WHAT TO DO - Transcribe only the lines from the one containing "Need: indicate the pink tank" through the final line of the entries below, exactly, and exclude the pictures.

RECORDS FOR PROCESSING -

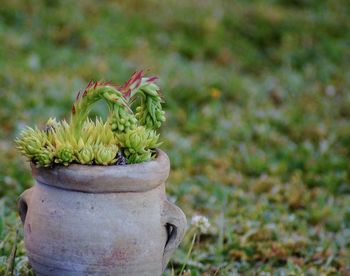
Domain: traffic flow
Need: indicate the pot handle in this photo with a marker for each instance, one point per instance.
(22, 204)
(175, 224)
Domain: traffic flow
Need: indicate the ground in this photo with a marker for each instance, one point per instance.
(258, 108)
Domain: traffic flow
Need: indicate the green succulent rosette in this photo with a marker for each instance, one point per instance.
(105, 155)
(128, 127)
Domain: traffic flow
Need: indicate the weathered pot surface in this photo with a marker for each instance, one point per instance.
(101, 220)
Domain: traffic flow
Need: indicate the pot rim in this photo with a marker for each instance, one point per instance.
(139, 177)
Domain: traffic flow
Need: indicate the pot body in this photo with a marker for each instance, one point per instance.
(71, 232)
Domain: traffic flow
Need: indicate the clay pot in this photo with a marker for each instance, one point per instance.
(101, 220)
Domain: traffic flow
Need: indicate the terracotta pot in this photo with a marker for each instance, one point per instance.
(101, 220)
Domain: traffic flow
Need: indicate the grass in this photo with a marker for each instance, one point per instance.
(258, 133)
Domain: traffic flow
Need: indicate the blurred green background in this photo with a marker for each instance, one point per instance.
(258, 107)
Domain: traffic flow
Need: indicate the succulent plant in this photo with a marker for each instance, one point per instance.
(125, 137)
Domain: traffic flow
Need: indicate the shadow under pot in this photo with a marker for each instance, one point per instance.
(101, 220)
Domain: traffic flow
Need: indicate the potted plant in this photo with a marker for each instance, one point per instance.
(99, 206)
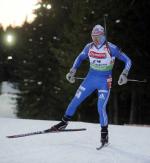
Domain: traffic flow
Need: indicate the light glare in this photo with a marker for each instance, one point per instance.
(15, 12)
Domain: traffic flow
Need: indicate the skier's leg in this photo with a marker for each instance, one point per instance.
(85, 89)
(103, 96)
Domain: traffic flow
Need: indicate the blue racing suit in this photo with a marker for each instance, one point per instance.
(101, 59)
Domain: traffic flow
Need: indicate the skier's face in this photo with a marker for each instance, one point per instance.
(97, 39)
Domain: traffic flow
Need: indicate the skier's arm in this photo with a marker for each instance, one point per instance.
(82, 56)
(123, 57)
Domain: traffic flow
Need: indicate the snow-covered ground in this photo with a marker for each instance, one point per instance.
(7, 100)
(128, 144)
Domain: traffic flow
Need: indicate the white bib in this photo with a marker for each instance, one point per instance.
(100, 59)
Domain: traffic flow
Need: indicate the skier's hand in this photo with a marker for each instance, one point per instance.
(70, 76)
(123, 77)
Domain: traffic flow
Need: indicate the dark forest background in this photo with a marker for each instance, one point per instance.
(45, 50)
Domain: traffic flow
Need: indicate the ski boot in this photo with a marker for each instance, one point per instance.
(104, 135)
(61, 125)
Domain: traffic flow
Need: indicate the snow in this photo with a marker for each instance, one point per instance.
(128, 144)
(8, 100)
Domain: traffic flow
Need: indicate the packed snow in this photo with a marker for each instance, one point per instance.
(128, 144)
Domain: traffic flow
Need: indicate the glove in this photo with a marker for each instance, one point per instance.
(123, 77)
(70, 76)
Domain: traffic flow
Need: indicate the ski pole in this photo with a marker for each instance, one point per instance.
(129, 80)
(140, 81)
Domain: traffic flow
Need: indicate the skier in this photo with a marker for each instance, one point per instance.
(102, 56)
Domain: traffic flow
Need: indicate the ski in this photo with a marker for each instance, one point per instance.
(44, 132)
(102, 146)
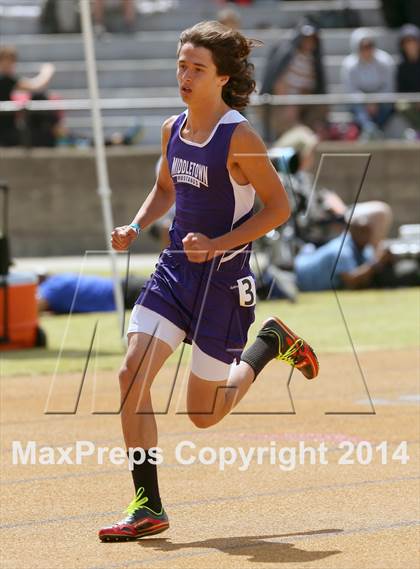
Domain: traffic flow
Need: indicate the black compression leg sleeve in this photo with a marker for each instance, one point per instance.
(262, 351)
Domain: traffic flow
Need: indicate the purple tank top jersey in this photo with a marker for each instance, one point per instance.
(208, 199)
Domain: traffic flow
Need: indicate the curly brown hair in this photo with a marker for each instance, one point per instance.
(230, 51)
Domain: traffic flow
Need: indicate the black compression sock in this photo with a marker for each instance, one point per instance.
(263, 350)
(145, 475)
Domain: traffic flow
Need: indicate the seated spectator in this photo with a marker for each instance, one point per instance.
(368, 70)
(352, 263)
(408, 72)
(68, 292)
(296, 70)
(9, 82)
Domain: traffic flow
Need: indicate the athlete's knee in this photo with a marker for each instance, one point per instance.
(128, 375)
(202, 420)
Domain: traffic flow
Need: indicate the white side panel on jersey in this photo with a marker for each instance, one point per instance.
(244, 197)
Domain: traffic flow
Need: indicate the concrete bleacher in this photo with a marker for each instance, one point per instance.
(142, 64)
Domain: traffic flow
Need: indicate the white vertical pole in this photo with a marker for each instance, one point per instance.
(104, 189)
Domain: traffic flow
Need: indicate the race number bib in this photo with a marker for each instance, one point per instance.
(247, 294)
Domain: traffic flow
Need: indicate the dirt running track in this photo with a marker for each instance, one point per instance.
(314, 516)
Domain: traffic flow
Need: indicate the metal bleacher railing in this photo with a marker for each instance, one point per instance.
(265, 103)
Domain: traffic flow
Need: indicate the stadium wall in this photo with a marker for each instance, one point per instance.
(55, 208)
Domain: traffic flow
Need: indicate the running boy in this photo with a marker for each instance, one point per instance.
(202, 291)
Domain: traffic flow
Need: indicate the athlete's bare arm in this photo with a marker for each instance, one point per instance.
(157, 203)
(248, 163)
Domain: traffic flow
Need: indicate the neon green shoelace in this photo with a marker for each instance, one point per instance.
(138, 502)
(289, 355)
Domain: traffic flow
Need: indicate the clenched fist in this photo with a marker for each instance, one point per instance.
(122, 237)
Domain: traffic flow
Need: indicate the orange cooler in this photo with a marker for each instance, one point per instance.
(22, 311)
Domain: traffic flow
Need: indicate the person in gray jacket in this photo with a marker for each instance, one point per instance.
(368, 70)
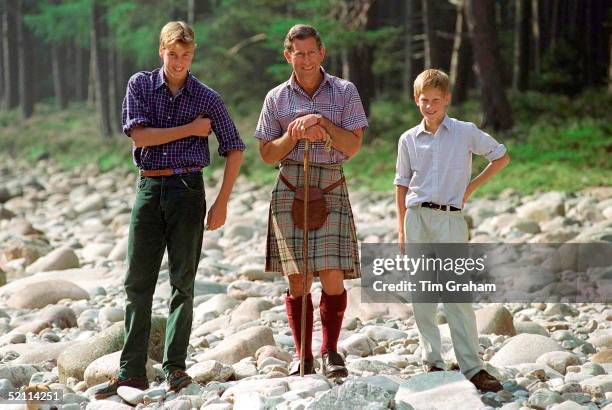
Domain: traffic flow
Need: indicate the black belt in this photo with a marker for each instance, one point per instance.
(439, 207)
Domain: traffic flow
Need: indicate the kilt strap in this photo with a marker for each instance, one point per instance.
(325, 190)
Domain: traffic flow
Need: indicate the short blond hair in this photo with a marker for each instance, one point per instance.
(431, 78)
(176, 31)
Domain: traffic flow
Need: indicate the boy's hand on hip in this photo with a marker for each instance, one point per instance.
(216, 216)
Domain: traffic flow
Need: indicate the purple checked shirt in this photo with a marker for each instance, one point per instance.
(336, 99)
(149, 102)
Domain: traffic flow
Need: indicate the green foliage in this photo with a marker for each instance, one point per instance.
(61, 22)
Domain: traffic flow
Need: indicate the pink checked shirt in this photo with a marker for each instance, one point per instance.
(336, 99)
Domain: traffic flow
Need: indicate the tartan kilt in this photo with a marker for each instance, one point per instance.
(332, 246)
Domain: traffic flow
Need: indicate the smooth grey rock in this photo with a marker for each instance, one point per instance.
(240, 345)
(209, 370)
(73, 362)
(524, 348)
(58, 259)
(18, 374)
(218, 304)
(379, 333)
(358, 344)
(243, 289)
(495, 319)
(530, 327)
(559, 360)
(45, 292)
(542, 398)
(131, 394)
(249, 310)
(104, 368)
(439, 390)
(352, 395)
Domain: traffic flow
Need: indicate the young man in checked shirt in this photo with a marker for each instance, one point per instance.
(434, 164)
(169, 114)
(326, 110)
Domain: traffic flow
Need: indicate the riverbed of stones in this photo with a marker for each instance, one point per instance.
(63, 237)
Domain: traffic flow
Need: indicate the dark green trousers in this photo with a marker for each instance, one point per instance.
(168, 213)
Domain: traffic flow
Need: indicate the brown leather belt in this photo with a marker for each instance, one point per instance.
(431, 205)
(166, 172)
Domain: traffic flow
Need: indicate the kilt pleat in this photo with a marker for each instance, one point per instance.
(332, 246)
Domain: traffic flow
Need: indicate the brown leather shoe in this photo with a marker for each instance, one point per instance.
(485, 382)
(431, 368)
(111, 388)
(308, 368)
(177, 380)
(333, 365)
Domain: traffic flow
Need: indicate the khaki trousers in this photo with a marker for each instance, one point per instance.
(425, 225)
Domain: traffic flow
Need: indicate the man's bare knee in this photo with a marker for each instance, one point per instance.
(296, 285)
(332, 282)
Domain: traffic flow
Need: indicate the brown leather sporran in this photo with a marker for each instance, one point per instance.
(317, 207)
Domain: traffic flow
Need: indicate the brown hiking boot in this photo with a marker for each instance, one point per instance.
(177, 380)
(113, 384)
(333, 365)
(308, 368)
(428, 368)
(485, 382)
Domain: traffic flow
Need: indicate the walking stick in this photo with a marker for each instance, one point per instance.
(305, 258)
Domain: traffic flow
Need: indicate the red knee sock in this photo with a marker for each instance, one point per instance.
(294, 311)
(332, 312)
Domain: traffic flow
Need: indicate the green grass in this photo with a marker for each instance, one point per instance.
(557, 143)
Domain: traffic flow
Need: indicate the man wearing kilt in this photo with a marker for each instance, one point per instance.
(327, 111)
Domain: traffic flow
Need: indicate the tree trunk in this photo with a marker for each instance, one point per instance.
(520, 77)
(80, 78)
(407, 73)
(113, 96)
(190, 12)
(10, 69)
(24, 46)
(360, 73)
(435, 46)
(58, 78)
(480, 16)
(357, 64)
(610, 66)
(2, 93)
(100, 62)
(461, 59)
(535, 33)
(91, 80)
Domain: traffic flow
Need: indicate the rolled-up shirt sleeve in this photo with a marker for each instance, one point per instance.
(485, 145)
(353, 114)
(223, 126)
(134, 110)
(268, 127)
(403, 171)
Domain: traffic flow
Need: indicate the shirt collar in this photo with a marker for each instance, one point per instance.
(294, 84)
(160, 80)
(446, 122)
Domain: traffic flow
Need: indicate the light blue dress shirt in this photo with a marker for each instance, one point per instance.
(437, 167)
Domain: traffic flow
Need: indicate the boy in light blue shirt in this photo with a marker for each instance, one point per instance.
(433, 171)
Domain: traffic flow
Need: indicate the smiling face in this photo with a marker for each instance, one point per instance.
(305, 58)
(177, 59)
(432, 103)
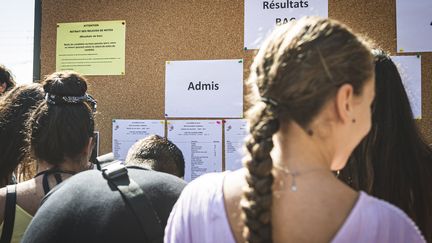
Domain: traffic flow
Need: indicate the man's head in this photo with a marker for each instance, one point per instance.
(157, 153)
(6, 80)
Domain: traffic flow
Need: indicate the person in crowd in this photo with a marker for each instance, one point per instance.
(393, 162)
(6, 80)
(118, 204)
(314, 86)
(157, 153)
(60, 135)
(15, 109)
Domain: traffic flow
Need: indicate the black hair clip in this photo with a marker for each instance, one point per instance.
(58, 100)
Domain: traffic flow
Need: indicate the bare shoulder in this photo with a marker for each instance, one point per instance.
(29, 196)
(233, 184)
(233, 191)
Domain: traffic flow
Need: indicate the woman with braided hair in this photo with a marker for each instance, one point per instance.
(313, 83)
(60, 138)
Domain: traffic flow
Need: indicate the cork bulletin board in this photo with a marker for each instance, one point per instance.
(158, 31)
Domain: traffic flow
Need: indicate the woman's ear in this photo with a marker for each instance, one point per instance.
(89, 147)
(344, 102)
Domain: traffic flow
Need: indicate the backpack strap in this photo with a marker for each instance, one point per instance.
(56, 172)
(117, 175)
(9, 214)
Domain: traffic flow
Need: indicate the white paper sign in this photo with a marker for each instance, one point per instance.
(235, 134)
(204, 89)
(414, 25)
(201, 144)
(16, 38)
(410, 69)
(127, 132)
(262, 16)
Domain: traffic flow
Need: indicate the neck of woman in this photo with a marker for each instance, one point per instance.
(298, 152)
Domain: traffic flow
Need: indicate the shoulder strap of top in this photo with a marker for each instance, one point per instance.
(9, 214)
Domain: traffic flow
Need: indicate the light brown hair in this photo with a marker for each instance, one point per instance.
(297, 70)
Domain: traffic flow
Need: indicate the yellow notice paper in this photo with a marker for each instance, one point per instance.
(91, 48)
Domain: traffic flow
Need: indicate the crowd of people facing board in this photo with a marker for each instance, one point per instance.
(333, 155)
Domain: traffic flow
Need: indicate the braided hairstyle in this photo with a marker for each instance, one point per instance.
(297, 70)
(62, 124)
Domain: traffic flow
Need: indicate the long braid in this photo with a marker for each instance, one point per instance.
(257, 200)
(298, 68)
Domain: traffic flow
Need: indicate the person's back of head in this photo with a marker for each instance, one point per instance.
(393, 162)
(87, 208)
(62, 126)
(157, 153)
(15, 109)
(300, 67)
(6, 80)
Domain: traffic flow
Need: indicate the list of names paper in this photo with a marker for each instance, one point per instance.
(127, 132)
(201, 144)
(235, 134)
(414, 25)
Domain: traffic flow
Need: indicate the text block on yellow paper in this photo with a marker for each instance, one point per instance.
(91, 48)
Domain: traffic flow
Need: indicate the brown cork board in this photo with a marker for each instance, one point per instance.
(158, 31)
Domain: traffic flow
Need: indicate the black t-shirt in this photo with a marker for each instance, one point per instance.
(85, 208)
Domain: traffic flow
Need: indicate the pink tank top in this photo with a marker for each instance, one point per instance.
(199, 216)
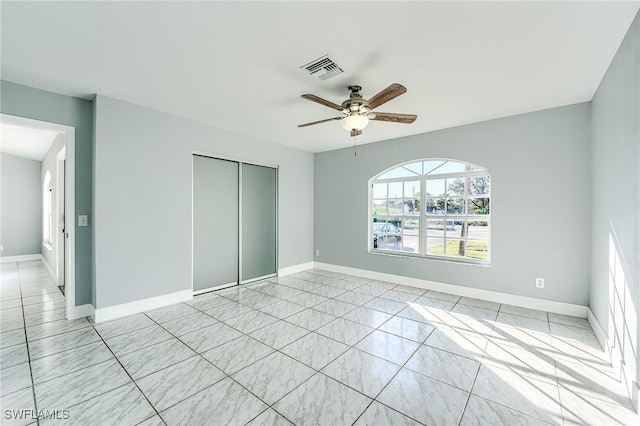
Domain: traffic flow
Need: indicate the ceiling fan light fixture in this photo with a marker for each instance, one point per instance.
(354, 121)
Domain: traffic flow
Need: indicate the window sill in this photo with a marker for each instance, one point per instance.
(436, 258)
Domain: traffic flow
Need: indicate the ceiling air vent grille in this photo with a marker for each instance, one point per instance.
(322, 68)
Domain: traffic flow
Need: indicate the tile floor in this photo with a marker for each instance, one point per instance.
(314, 348)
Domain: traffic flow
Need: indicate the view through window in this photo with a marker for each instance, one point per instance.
(432, 208)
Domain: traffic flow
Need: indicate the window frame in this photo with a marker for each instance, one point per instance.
(423, 217)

SOLUTION -
Need: indicate the pink tank top in this photo with a marker for each instance, one point per instance.
(199, 216)
Domain: traffic flow
Need: indicate the ceiling fan light fixture in this photo with a marker for each instance, one point per instance.
(354, 121)
Domain: traffic flow
Need: indicate the window sill in this photo with a marker for each instance, one point per instance.
(436, 258)
Domain: traffic flow
Need: indicate the ceiling air vent grille in this photo with a marker for each instance, one point per instance.
(322, 68)
Domain: traffic flow
Need: indicate the tile floor in this photo with a marker for each instance, one point per instance.
(314, 348)
Domain: traffic flow
Need: indicate the view through window in this photo with a marker for each instance, one point per instance.
(432, 208)
Domain: traffic flow
Need: indicate the window frame in this photo with a marker for each instance, one point per instance.
(423, 217)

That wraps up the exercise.